▸ Text passage:

Start of Block

But it also might be a little too clean. Until June, Mohammed bin Nayef had served as interior minister since 2012 and crown prince since 2015. The former in particular is a critical post that made MbN responsible for internal security in a repressive monarchy that’s been repeatedly targeted by international terrorist organizations. Now, I realize the Saudis aren’t exactly going to win any awards for good governance, but it stretches credulity to believe that they left a drug addict in that job for five years. Has his addiction suddenly gotten worse? That’s possible, of course, but I’d be a lot more inclined toward that theory if the main beneficiary of his sacking weren’t King Salman’s favorite son. Regardless of how debilitating his addiction really was, though, it seems like it was serious enough to get a substantial number of senior Saudi princes behind Salman’s decision to sack MbN and replace him with MbS, despite the fact that the Saudi royals are typically wary of the crown staying on one branch of the family tree and that MbS’s age seemingly locks a lot of his older cousins out of any chance at being king.

Anyway, in terms of actual news the Saudis appear at this point to be cleansing the eastern town of Awamiyah of its Shiʿa residents. Riyadh wants to tear down the old quarter of the town ostensibly because of the threat posed by insurgents who hide among its narrow streets, but depriving thousands of people of their homes and their heritage (Awamiyah is only a small town now but people have been living on the site for centuries if not millennia) seems like a pretty counter-productive way of trying to tamp down an insurgency. The town has been under effective siege from Saudi security forces since May.

End of Block

▸ Data below:
Start of Block

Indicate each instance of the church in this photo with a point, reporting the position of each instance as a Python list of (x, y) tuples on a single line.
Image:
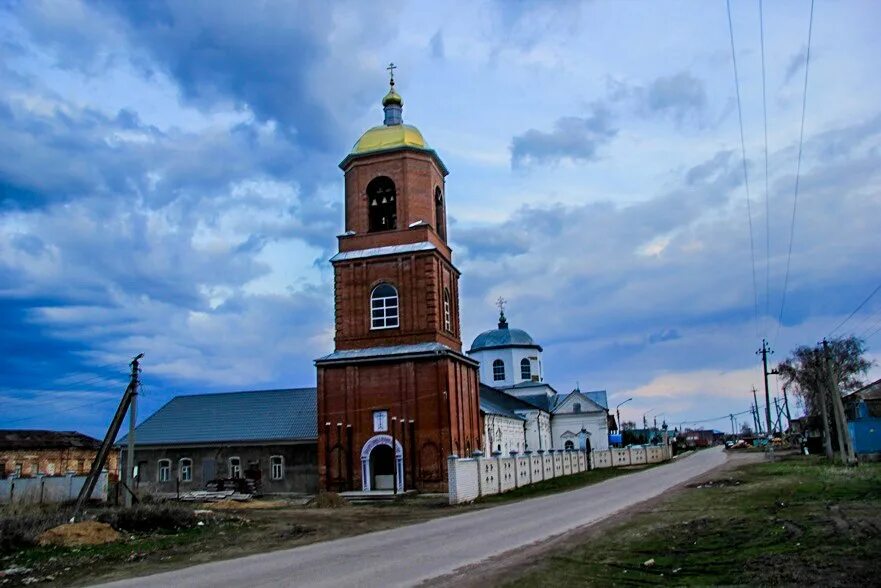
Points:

End of Block

▸ Parts of the exercise:
[A] According to the passage on Saudi Arabia, since when has Awamiyah been under effective siege from Saudi security forces?
[B] Write out the part of the passage on Saudi Arabia that opens with the words "Anyway, in terms" and closes with "forces since May.", and switch "narrow streets" to "winding alleys".
You can set the lines aside; they aren't needed here.

▸ Exercise solutions:
[A] Since May.

[B]
Anyway, in terms of actual news the Saudis appear at this point to be cleansing the eastern town of Awamiyah of its Shiʿa residents. Riyadh wants to tear down the old quarter of the town ostensibly because of the threat posed by insurgents who hide among its winding alleys, but depriving thousands of people of their homes and their heritage (Awamiyah is only a small town now but people have been living on the site for centuries if not millennia) seems like a pretty counter-productive way of trying to tamp down an insurgency. The town has been under effective siege from Saudi security forces since May.